## What to produce
Please rewrite the forum post's passage starting with "Chronic experience of" and going on through "point of stretching?", putting "coaches" in place of "trainers".

## Provided text
··········

Online CPD course videos for manual and physical therapists › Forums › MEET THE RESEARCHER › Forum – Stiffness in the Back: Biomechanical or Stretch Sensitivity? Tasha Stanton
3 October 2017 at 17:41 #1732
Hi All & Tasha
I would like to welcome you all and Tasha to the forum. I would also like to thank Tasha and her team for researching this important area.
Chronic experience of stiffness in the back and neck is probably the second most common complaint after pain. Whether it is due to biomechanical changes in the tissues or stretch sensitivity have important implications to all physical therapists and trainers; in particular:
• Clinically, how can we differentiate between biomechanical stiffness and stretch sensitivity?
• If stiffness in chronic conditions is not biomechanical what is the point of stretching?
• How can we help alleviate stretch sensitivity?
Stretch sensitivity is a topic that has been raised in the past but has not received enough attention in physical therapy education and practice. I hope that this research and forum will help bring this important issue to awareness. Below are some further references related to this topic.
You can download a certificate of attendance for your CPD points (learning with others) from here: http://www.cpdoathome.com/cpd-resources/tasha-stanton
Dr Eyal Lederman
Hultman G, Saraste H, Ohlsen H 1992 Anthropometry, spinal canal width, and flexibility of the spine and hamstring muscles in 45-55-year-old men with and without low back pain. J Spinal Disord. Sep; 5 (3): 245-53.
Esola MA, McClure PW, Fitzgerald GK, Siegler S 1996 Analysis of lumbar spine and hip motion during forward bending in subjects with and without a history of low back pain. Spine (Phila Pa 1976). Jan 1; 21 (1): 71-8.

··········

## Study material

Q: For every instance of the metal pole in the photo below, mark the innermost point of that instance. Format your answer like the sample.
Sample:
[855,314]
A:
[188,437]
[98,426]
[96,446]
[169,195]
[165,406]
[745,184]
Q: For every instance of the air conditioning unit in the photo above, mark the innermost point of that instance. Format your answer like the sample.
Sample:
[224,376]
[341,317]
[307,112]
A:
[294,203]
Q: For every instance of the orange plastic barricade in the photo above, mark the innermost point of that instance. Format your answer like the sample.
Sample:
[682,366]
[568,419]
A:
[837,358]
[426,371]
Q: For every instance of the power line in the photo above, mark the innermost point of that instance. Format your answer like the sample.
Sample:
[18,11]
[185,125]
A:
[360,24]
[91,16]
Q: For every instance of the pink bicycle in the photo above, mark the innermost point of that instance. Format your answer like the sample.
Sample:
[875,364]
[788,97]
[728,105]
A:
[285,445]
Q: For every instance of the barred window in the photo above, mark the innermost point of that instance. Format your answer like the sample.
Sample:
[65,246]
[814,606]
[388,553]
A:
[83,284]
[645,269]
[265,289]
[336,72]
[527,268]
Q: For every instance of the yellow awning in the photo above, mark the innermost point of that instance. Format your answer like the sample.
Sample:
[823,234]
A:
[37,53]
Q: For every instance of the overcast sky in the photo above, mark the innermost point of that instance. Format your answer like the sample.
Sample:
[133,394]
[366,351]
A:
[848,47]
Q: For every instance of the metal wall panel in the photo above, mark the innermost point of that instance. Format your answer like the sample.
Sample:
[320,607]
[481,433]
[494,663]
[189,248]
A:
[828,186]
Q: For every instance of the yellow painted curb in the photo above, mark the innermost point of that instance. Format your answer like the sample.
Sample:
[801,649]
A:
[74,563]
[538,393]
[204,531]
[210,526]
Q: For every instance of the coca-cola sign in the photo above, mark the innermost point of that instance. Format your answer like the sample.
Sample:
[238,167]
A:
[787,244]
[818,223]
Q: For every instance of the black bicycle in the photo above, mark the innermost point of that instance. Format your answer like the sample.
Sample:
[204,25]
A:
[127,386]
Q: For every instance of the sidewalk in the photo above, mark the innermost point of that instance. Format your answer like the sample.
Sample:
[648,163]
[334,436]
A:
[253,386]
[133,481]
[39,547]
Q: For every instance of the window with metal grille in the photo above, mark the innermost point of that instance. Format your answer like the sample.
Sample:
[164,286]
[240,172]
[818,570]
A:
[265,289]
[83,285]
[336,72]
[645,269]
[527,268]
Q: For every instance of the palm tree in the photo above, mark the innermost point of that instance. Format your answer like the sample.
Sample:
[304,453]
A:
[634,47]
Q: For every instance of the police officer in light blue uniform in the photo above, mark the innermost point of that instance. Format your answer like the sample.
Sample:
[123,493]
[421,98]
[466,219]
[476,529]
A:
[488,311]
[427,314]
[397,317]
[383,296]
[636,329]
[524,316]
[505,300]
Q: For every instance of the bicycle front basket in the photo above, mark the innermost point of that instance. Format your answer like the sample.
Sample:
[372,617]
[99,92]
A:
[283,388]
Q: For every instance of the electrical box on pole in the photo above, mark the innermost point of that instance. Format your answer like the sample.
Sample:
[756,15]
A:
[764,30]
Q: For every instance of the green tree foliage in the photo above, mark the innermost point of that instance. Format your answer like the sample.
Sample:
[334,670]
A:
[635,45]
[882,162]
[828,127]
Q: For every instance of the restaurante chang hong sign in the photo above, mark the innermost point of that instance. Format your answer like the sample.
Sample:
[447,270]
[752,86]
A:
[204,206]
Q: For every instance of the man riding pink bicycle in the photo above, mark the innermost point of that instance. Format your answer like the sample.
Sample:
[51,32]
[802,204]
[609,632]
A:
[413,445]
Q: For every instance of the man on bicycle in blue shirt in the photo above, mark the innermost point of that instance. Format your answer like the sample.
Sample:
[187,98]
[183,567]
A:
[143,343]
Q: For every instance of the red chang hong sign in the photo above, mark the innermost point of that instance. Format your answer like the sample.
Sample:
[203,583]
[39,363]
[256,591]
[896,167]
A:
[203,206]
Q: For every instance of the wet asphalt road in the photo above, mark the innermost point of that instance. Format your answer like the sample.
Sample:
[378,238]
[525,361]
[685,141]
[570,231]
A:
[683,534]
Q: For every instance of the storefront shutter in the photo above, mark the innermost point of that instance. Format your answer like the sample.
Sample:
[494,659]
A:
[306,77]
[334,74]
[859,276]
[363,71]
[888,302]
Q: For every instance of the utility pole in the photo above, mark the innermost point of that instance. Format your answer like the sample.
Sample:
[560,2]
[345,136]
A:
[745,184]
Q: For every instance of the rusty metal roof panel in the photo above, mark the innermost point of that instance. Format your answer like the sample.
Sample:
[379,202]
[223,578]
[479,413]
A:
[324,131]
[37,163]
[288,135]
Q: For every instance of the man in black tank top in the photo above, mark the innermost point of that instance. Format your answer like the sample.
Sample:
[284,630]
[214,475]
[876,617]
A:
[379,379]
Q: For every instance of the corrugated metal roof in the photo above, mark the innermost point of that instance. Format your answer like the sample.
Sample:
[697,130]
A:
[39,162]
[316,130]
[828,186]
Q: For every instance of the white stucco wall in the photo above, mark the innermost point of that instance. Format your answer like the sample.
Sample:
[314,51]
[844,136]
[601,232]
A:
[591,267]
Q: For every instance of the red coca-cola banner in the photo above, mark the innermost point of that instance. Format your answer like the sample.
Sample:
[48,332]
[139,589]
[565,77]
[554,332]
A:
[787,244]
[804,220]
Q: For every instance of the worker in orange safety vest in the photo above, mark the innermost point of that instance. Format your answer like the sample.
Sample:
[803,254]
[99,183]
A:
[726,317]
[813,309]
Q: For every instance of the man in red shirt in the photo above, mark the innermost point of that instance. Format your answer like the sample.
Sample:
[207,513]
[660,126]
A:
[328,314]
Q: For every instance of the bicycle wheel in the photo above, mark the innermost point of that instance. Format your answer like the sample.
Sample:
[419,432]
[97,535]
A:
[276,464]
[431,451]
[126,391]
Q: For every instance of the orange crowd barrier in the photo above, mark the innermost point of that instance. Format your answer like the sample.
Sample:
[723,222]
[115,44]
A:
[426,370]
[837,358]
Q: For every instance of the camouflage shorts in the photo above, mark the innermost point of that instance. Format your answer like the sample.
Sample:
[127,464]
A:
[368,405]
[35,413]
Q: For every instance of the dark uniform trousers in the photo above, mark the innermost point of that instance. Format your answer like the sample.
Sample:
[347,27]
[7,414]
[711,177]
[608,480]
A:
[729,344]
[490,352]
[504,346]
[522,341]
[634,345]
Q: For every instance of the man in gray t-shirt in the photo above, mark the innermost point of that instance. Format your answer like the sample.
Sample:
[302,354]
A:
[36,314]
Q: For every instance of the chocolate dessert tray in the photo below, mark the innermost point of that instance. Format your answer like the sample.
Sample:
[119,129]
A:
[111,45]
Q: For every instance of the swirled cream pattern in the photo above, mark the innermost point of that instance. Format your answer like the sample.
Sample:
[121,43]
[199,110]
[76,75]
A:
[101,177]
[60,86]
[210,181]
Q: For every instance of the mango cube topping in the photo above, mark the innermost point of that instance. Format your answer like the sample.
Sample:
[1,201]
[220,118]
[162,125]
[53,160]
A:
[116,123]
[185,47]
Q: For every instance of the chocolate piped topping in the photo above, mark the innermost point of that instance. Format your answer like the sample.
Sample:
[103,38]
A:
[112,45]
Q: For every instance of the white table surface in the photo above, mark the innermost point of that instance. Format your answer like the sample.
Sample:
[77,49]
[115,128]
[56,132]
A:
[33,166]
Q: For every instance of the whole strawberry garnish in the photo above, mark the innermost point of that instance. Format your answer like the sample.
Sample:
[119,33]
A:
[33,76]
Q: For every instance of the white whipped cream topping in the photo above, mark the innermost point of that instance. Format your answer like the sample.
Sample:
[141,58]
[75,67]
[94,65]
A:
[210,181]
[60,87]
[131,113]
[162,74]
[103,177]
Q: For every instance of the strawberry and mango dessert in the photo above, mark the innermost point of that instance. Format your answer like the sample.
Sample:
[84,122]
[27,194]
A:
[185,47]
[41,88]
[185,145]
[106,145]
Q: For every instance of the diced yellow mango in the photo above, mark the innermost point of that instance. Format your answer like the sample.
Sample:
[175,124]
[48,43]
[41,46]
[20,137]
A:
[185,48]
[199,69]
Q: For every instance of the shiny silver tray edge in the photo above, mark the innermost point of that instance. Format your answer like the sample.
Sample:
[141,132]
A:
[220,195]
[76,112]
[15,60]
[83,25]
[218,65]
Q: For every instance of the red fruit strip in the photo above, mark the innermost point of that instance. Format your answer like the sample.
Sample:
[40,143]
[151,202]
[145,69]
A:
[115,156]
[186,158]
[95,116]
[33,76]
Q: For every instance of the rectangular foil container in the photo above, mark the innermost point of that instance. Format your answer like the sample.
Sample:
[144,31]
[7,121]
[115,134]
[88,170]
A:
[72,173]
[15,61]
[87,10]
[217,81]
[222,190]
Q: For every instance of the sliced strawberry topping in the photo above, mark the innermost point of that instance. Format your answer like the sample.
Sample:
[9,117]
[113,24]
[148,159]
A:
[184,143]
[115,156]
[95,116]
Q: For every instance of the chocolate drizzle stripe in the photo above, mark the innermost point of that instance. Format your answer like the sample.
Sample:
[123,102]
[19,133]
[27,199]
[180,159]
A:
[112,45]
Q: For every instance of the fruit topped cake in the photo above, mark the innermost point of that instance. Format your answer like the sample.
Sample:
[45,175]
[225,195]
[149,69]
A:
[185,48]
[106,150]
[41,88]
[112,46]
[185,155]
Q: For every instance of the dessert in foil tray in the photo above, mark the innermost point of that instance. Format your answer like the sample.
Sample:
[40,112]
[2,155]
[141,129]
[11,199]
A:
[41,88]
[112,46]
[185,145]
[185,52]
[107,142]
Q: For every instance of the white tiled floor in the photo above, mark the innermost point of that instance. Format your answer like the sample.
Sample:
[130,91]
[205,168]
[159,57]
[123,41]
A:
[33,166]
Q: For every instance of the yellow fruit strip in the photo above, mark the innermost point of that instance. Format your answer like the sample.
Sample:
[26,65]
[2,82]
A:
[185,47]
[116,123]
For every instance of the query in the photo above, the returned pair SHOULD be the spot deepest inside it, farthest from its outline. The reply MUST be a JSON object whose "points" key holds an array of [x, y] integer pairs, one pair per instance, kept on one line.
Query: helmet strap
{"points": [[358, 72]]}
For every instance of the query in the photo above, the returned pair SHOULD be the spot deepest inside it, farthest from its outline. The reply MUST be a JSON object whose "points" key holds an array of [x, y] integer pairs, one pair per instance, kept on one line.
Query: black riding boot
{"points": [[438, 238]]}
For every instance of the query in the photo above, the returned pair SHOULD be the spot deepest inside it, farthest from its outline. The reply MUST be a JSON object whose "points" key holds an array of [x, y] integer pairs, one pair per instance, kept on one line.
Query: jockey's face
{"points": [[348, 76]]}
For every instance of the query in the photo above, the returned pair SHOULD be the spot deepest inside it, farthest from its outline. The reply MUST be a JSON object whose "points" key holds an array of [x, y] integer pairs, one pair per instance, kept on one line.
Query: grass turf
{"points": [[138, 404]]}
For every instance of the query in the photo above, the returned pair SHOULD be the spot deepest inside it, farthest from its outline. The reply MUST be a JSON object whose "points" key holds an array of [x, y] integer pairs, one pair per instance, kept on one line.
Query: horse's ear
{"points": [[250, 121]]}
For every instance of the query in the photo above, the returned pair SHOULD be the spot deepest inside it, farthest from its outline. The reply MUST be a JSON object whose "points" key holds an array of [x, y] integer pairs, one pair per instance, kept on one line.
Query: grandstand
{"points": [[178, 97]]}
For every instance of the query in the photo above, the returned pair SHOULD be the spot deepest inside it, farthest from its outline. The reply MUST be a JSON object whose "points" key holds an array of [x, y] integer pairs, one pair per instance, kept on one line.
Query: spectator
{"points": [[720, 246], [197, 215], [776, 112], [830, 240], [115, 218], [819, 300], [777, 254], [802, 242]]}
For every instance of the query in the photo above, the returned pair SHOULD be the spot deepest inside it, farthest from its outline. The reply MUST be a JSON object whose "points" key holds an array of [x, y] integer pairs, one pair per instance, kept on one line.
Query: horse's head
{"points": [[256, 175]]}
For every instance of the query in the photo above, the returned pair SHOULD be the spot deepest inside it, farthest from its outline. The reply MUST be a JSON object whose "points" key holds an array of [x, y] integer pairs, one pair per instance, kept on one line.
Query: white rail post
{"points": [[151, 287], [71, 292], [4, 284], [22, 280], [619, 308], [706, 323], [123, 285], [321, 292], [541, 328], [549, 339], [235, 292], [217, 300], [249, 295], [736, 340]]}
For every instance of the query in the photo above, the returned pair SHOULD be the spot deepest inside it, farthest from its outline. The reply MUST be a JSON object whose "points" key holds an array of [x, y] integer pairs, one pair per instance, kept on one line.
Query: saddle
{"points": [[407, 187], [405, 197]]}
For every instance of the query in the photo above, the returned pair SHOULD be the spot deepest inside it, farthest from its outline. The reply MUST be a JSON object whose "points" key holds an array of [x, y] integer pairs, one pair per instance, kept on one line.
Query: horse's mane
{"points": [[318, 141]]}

··········

## Task result
Chronic experience of stiffness in the back and neck is probably the second most common complaint after pain. Whether it is due to biomechanical changes in the tissues or stretch sensitivity have important implications to all physical therapists and coaches; in particular:
• Clinically, how can we differentiate between biomechanical stiffness and stretch sensitivity?
• If stiffness in chronic conditions is not biomechanical what is the point of stretching?